◆ **Document extract**
- Opening Delimiter -

Clinical use of intracoronary bare metal stents
- Donald Cutlip, MD
Donald Cutlip, MD
- Section Editor — Interventional Cardiology
- Professor of Medicine
- Harvard Medical School
- Beth Israel Deaconess Medical Center
- J Dawn Abbott, MD, FACC
J Dawn Abbott, MD, FACC
- Associate Professor of Medicine
- Brown Medical School
The development of bare metal stents (BMS) was a major advance relative to balloon angioplasty in the management of symptomatic coronary artery disease. BMS prevented restenosis by attenuating early arterial recoil and contraction. However, the rate of clinically indicated target lesion repeat revascularization due to restenosis at one year remained relatively high at 10 to 20 percent of patients and is often due to excessive growth of neointima [1-3]. (See "Intracoronary stent restenosis", section on 'Incidence of restenosis'.)
Drug-eluting stents (DES) were developed to reduce the high rate of restenosis and subsequent need for repeat revascularization with BMS. Clinical trials have confirmed a reduction of as much as 50 to 70 percent in target lesion revascularization by DES compared with BMS. These findings have led to the preferential use of DES in most stent cases. However, as DES likely require a longer period of dual antiplatelet therapy to prevent stent thrombosis, they may not be appropriate for all patients. (See "Long-term antiplatelet therapy after coronary artery stenting in stable patients", section on 'Summary and recommendations'.)
This topic will attempt to clarify the role of BMS in contemporary coronary artery disease interventional practice. The discussions of the various types of DES and coronary artery stent types in development are found elsewhere. (See "Comparison of drug-eluting intracoronary stents" and "Bioresorbable polymer or scaffold drug-eluting coronary artery stents".)
All coronary artery stents consist of a metallic backbone (table 1). Drug-eluting stents (DES) have an antiproliferative drug, and a polymer that serves as the vehicle for the drug and also controls the drug release rate. The drug inhibits excessive growth of neointima, a major cause of restenosis. Since each DES is unique, differences may be observed with respect to deliverability (ease of placement), efficacy (prevention of restenosis), and safety (rates of stent thrombosis). (See "Comparison of drug-eluting intracoronary stents".)
BMS COMPARED WITH DES
We prefer drug-eluting stents (DES) to bare metal stents (BMS) in most clinical situations. Current-generation DES have lower rates of clinically indicated repeat revascularization compared with BMS and are not limited by late safety concerns as were the first-generation DES.

- Closing Delimiter -

◆ **Assignment**
Rewrite the part of the bare metal stent text that opens with "All coronary artery" and closes with "the first-generation DES.", swapping "backbone" for "framework".

◆ **Information shown**
- Opening Delimiter -

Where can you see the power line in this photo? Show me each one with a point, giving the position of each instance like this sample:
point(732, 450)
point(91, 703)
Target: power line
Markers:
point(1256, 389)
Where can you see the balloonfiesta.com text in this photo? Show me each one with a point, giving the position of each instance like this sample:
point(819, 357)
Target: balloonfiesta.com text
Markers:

- Closing Delimiter -

◆ **Solution below**
All coronary artery stents consist of a metallic framework (table 1). Drug-eluting stents (DES) have an antiproliferative drug, and a polymer that serves as the vehicle for the drug and also controls the drug release rate. The drug inhibits excessive growth of neointima, a major cause of restenosis. Since each DES is unique, differences may be observed with respect to deliverability (ease of placement), efficacy (prevention of restenosis), and safety (rates of stent thrombosis). (See "Comparison of drug-eluting intracoronary stents".)
BMS COMPARED WITH DES
We prefer drug-eluting stents (DES) to bare metal stents (BMS) in most clinical situations. Current-generation DES have lower rates of clinically indicated repeat revascularization compared with BMS and are not limited by late safety concerns as were the first-generation DES.